- Quoted passage
In this question it is shown that $\mathbb{E}_B[\|\bar{\mathbf{y}}_B-\bar{\mathbf{y}}\|_2^2] = \frac{N-|B|}{|B|}\frac{1}{N}e$ where $\mathbf{y}_1, \mathbf{y}_2, \dots, \mathbf{y}_N$ is a sequence of $N$ vectors in $\mathbb{R}^d$ and $\bar{\mathbf{y}}$ is the overall average, i.e., $\bar{\mathbf{y}}=\frac{1}{N}\sum_{i=1}^{N}\mathbf{y}_i$, $\bar{\mathbf{y}}_B$ is any sample average of size $|B|$ such that $\bar{\mathbf{y}}_B=\frac{1}{|B|}\sum_{i \in B}\mathbf{y}_i$ where $B$ is a random set such that $B \subseteq \{1, \dots, N\}$ and $|B|\leq N$, and $e=\frac{1}{N-1}\sum_{i=1}^N\|\mathbf{y}_i-\bar{\mathbf{y}}\|_2^2$. Note that elements in $B$ are drawn without replacement where $\mathbb{P}(i \in B)=\frac{|B|}{N}$ for all $i \in \{1, \dots, N\}$.
Question: Let $I$ be an index set of elements such that $|I|=s<d$ and $I$ is a function of $B$, i.e., $I(B)$. Can we write the folloiwng?: $$ \mathbb{E}_B[\|(\bar{\mathbf{y}}_{B})_{I(B)}-\bar{\mathbf{y}}_{I(B)}\|_2^2] = \frac{N-|B|}{|B|}\frac{1}{N}\frac{1}{N-1} \mathbb{E}_B\Big[ \sum_{i=1}^N\|(\mathbf{y}_{i})_{I(B)}-\bar{\mathbf{y}}_{{I(B)}}\|_2^2 \Big] $$ where $(\bar{\mathbf{y}}_{B})_{I(B)}$ is the coordinates of $\bar{\mathbf{y}}_{B}$ restricted to the random index set $I(B)$.

- Task set
a) Output the part of the question about sample averages starting with "Question: Let $I$" and going on through "index set $I(B)$.", copied word for word.
b) Return all of the rows below, repeating each line exactly.

Object position labeling entries:
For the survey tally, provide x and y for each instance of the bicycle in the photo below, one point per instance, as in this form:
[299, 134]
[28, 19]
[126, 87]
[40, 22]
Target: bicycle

- Correct answers
a)
Question: Let $I$ be an index set of elements such that $|I|=s<d$ and $I$ is a function of $B$, i.e., $I(B)$. Can we write the folloiwng?: $$ \mathbb{E}_B[\|(\bar{\mathbf{y}}_{B})_{I(B)}-\bar{\mathbf{y}}_{I(B)}\|_2^2] = \frac{N-|B|}{|B|}\frac{1}{N}\frac{1}{N-1} \mathbb{E}_B\Big[ \sum_{i=1}^N\|(\mathbf{y}_{i})_{I(B)}-\bar{\mathbf{y}}_{{I(B)}}\|_2^2 \Big] $$ where $(\bar{\mathbf{y}}_{B})_{I(B)}$ is the coordinates of $\bar{\mathbf{y}}_{B}$ restricted to the random index set $I(B)$.

b)
For the survey tally, provide x and y for each instance of the bicycle in the photo below, one point per instance, as in this form:
[299, 134]
[28, 19]
[126, 87]
[40, 22]
Target: bicycle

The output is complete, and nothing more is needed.